◆ Tasks to perform:
1) In the abstract on reperfusion time and heart failure, how many studies were included in the final review?
2) Rewrite the passage of the abstract on reperfusion time and heart failure starting at "Results: Of 362" and ending at "the index admission.", substituting "citations" for "abstracts".

Background: Shorter time to reperfusion is associated with a significant reduction in mortality; however, its association with heart failure (HF) is not clearly documented. We conducted a systematic review to examine the association between time to reperfusion and incident HF and/or left ventricular dysfunction.
Methods: MEDLINE/OVID, EMBASE, Cochrane Library, and Web of Science databases were searched from January 1974 to May 2012 for studies that reported the association between time to reperfusion and incident HF or left ventricular ejection fraction (LVEF) in patients undergoing primary percutaneous coronary intervention.
Results: Of 362 nonduplicate abstracts, 71 studies were selected for full-text review. Thirty-three studies were included in the final review, of which 16 were single-center studies, 7 were population-based studies, 7 were subanalyses from randomized controlled trials, and 3 were based on national samples. The pooled data demonstrate that every 1-hour delay in time to reperfusion is associated with a 4% to 12% increased risk of new-onset HF and a 4% relative increase in the risk of incident HF during follow-up. Early reperfusion was associated with a 2% to 8% greater LVEF before discharge and a 3% to 12% larger improvement in absolute LVEF at follow-up compared with the index admission.
Conclusions: This systematic review presents evidence that longer time to reperfusion is not only associated with worsened left ventricular systolic function and new-onset HF at the time of index admission, but also with increased risk of HF and reduced improvement in left ventricular systolic function during follow-up.

◆ Available data:
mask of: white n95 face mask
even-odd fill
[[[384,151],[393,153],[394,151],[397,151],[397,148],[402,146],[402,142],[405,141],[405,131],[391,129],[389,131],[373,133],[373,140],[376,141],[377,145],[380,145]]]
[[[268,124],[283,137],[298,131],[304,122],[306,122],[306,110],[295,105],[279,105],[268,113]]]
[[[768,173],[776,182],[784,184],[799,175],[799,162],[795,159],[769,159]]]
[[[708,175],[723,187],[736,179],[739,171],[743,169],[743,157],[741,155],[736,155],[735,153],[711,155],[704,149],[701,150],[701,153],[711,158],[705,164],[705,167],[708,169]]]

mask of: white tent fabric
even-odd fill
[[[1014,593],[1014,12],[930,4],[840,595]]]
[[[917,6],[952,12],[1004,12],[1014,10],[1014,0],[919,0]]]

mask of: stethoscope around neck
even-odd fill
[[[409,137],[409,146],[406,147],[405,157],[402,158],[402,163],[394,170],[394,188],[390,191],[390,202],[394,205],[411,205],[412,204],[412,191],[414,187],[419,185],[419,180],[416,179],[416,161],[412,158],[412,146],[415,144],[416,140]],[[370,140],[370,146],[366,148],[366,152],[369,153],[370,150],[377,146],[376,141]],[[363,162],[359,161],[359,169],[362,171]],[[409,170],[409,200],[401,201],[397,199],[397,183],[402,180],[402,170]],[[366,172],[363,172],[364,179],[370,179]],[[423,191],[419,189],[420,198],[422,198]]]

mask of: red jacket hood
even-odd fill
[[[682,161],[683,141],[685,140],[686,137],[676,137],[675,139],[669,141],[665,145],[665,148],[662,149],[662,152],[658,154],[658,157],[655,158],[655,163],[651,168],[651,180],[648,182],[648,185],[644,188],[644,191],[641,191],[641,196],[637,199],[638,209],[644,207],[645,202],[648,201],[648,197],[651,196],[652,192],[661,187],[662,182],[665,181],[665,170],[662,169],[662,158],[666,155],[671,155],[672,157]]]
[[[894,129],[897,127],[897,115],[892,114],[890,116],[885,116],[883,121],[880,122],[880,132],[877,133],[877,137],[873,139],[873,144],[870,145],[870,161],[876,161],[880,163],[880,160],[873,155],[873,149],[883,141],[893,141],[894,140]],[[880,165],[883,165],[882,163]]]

◆ Exercise answers:
1) Thirty-three studies.

2)
Results: Of 362 nonduplicate citations, 71 studies were selected for full-text review. Thirty-three studies were included in the final review, of which 16 were single-center studies, 7 were population-based studies, 7 were subanalyses from randomized controlled trials, and 3 were based on national samples. The pooled data demonstrate that every 1-hour delay in time to reperfusion is associated with a 4% to 12% increased risk of new-onset HF and a 4% relative increase in the risk of incident HF during follow-up. Early reperfusion was associated with a 2% to 8% greater LVEF before discharge and a 3% to 12% larger improvement in absolute LVEF at follow-up compared with the index admission.